## [PROBLEM REQUIREMENTS]
Search the lines of the records for the word "choir", and copy every line that has it.

## [RECORDS TO USE]
────────────────────────────────────────

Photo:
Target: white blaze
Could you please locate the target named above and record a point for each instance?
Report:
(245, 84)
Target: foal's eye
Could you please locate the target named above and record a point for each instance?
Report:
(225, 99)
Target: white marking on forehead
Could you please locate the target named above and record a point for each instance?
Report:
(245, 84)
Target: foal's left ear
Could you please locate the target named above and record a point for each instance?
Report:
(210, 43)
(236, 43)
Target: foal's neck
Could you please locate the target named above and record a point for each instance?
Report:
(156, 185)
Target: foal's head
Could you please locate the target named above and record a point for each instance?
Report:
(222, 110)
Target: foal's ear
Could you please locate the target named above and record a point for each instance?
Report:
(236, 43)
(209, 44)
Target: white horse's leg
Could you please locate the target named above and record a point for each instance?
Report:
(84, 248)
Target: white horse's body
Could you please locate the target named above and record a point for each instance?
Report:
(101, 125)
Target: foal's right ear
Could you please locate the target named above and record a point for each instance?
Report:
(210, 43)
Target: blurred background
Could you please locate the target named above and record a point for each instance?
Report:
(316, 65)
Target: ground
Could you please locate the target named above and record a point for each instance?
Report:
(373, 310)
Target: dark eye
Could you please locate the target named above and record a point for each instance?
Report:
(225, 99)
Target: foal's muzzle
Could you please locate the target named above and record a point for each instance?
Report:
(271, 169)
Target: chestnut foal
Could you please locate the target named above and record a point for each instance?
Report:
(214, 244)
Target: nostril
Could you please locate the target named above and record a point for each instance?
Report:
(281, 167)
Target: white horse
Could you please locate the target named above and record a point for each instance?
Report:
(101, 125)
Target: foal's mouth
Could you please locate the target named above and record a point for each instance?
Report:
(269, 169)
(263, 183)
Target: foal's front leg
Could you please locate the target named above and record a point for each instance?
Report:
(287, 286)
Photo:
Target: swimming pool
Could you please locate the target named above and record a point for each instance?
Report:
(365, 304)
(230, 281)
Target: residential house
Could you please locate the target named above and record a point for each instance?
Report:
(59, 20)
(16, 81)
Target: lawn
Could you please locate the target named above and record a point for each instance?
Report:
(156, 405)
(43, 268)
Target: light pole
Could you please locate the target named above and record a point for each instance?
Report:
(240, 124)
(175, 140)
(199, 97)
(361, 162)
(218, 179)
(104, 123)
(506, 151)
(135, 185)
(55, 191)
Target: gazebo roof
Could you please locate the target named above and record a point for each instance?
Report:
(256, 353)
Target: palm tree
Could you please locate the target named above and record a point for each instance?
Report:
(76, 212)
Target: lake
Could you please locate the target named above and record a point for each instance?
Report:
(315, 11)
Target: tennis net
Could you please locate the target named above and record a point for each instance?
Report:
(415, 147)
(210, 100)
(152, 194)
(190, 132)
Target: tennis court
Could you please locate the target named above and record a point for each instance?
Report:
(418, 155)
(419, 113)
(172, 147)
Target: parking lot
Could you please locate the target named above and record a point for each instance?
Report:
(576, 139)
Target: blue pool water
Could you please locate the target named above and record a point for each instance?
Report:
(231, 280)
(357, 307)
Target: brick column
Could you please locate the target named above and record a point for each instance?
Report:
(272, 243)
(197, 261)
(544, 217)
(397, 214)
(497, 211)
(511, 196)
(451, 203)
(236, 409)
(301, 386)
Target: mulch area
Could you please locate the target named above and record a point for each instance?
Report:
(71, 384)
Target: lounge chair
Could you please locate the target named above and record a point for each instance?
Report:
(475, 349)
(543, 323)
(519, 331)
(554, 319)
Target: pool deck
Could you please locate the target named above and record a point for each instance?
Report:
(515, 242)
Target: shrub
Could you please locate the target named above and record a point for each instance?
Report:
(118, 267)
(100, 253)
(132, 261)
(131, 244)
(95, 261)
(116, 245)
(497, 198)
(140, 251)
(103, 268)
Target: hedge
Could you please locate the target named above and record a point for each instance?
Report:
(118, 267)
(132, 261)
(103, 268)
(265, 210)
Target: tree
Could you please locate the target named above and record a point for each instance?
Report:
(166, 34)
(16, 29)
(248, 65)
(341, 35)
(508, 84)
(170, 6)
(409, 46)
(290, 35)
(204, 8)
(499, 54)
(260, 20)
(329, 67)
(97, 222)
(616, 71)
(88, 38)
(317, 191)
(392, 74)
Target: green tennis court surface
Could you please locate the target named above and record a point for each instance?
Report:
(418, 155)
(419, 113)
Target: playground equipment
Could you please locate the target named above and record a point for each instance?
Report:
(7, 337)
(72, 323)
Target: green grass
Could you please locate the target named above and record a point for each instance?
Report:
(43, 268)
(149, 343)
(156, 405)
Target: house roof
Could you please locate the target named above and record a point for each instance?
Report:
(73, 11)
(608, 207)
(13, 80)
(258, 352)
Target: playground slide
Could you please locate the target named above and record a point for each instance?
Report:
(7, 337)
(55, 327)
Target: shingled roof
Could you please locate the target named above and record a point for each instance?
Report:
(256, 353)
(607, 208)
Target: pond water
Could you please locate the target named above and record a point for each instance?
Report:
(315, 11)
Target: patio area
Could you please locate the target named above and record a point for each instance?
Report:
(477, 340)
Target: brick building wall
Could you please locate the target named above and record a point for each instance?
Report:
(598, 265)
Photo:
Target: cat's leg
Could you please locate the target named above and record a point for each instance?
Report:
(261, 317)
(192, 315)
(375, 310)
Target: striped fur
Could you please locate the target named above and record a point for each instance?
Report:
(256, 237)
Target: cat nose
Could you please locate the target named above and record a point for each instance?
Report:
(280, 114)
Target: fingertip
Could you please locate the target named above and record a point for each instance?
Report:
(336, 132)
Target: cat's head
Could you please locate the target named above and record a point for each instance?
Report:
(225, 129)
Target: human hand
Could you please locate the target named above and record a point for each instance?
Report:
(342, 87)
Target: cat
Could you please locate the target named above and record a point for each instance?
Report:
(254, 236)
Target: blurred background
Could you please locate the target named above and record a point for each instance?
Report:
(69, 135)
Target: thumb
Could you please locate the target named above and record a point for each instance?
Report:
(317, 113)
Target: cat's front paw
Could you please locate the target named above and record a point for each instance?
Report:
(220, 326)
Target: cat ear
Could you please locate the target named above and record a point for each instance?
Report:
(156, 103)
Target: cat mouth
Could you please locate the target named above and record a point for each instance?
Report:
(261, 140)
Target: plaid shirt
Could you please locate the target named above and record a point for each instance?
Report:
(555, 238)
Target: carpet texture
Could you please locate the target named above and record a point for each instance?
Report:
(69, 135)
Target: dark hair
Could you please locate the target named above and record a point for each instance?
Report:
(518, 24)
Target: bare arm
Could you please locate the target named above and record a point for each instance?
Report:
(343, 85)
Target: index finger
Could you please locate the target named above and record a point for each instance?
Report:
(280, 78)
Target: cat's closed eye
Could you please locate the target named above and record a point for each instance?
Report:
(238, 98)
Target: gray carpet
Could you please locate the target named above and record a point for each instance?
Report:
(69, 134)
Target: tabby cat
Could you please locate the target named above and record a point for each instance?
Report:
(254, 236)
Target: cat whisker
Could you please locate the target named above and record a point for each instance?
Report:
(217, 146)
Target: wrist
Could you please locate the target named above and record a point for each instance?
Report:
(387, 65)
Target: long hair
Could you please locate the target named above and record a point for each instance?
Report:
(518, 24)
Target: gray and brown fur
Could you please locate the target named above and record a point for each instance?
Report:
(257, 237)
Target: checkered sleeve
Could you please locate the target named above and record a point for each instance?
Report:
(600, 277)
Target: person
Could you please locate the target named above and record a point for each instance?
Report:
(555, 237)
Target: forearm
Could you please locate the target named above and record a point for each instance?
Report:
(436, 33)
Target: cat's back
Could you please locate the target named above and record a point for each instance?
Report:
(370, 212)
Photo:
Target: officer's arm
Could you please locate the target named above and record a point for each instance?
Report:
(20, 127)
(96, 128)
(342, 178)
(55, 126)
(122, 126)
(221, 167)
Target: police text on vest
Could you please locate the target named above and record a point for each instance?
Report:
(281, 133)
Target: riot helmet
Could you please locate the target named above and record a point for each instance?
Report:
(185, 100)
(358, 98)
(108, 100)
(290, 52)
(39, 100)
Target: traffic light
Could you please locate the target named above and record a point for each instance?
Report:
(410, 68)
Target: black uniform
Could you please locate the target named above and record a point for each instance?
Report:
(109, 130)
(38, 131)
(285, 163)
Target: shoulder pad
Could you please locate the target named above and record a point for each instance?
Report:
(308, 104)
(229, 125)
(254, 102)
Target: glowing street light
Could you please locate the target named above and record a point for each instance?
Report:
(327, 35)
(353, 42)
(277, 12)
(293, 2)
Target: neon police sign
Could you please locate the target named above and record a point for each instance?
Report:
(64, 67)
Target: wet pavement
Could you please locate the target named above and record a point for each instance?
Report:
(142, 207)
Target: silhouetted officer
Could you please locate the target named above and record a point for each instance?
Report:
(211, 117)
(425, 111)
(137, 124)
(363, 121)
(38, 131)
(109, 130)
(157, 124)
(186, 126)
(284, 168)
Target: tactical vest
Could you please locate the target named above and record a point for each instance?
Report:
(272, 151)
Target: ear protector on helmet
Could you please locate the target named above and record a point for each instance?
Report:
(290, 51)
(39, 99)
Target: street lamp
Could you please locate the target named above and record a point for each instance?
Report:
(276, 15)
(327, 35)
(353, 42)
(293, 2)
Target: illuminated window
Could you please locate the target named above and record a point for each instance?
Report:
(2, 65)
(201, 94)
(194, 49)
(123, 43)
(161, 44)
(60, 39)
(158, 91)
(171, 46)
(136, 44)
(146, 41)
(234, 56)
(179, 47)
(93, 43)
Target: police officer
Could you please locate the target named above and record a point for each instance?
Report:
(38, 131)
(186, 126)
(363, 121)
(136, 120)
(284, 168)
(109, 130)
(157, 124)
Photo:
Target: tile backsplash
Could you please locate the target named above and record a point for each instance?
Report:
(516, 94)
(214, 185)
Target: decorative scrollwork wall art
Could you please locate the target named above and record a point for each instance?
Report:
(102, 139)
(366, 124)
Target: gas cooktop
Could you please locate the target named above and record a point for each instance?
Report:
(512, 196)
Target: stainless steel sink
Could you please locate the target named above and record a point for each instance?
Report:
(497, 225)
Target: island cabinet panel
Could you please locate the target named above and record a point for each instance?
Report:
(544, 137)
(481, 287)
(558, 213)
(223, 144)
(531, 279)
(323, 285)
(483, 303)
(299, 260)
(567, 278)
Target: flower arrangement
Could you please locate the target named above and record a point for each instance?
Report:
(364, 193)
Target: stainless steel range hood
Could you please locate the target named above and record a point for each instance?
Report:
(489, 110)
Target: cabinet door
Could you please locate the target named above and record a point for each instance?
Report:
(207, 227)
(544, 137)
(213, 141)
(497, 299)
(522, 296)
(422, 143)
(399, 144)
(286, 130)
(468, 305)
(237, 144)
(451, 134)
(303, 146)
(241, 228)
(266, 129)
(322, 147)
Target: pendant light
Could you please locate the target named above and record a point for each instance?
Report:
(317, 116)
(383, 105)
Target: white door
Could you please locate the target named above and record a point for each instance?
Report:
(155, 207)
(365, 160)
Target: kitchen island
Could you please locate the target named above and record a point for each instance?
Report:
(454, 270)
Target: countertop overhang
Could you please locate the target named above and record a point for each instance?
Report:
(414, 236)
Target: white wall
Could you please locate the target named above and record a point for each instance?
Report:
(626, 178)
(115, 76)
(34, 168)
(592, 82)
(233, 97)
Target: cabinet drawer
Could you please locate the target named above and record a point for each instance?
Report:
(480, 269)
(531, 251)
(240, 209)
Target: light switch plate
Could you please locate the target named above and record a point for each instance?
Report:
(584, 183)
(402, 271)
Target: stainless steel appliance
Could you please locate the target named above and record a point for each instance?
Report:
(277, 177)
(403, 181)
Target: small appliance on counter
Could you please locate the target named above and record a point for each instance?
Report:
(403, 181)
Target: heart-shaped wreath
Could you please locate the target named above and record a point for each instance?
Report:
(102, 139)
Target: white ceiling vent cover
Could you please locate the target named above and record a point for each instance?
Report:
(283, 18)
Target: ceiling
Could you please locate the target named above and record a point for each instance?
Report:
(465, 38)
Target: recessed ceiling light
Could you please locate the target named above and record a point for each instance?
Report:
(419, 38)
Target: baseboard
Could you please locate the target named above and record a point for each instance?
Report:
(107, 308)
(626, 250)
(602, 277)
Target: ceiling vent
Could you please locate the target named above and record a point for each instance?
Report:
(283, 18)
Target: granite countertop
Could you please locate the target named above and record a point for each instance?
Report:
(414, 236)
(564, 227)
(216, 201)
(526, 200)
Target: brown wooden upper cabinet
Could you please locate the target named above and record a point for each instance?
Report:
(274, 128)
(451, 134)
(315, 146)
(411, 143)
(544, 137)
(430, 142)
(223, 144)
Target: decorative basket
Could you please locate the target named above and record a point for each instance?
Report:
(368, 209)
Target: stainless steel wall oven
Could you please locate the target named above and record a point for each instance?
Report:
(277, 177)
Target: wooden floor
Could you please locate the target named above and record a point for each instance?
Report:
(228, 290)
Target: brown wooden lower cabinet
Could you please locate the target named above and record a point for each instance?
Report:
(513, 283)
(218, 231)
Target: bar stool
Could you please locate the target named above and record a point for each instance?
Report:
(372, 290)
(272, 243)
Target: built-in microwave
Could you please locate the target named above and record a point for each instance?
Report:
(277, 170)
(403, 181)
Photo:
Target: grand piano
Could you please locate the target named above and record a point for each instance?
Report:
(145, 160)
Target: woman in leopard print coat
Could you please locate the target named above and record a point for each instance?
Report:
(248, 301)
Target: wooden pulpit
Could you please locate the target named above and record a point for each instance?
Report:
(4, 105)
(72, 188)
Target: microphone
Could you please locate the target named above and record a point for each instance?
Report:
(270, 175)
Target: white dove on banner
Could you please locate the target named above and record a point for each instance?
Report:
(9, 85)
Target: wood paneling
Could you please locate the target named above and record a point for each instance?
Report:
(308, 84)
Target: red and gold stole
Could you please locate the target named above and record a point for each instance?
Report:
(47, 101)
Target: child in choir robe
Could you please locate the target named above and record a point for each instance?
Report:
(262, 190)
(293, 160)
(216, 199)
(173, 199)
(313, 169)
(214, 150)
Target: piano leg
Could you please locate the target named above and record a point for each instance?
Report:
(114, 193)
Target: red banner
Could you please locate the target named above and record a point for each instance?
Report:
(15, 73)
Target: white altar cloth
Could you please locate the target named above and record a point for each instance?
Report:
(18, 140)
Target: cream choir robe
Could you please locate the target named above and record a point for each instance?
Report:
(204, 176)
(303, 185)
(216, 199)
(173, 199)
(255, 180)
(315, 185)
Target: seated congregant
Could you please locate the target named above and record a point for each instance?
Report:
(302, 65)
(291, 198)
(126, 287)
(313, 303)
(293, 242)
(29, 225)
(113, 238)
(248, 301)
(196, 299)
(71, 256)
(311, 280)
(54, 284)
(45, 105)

────────────────────────────────────────

## [TASK SOLUTION]
Target: child in choir robe
Target: cream choir robe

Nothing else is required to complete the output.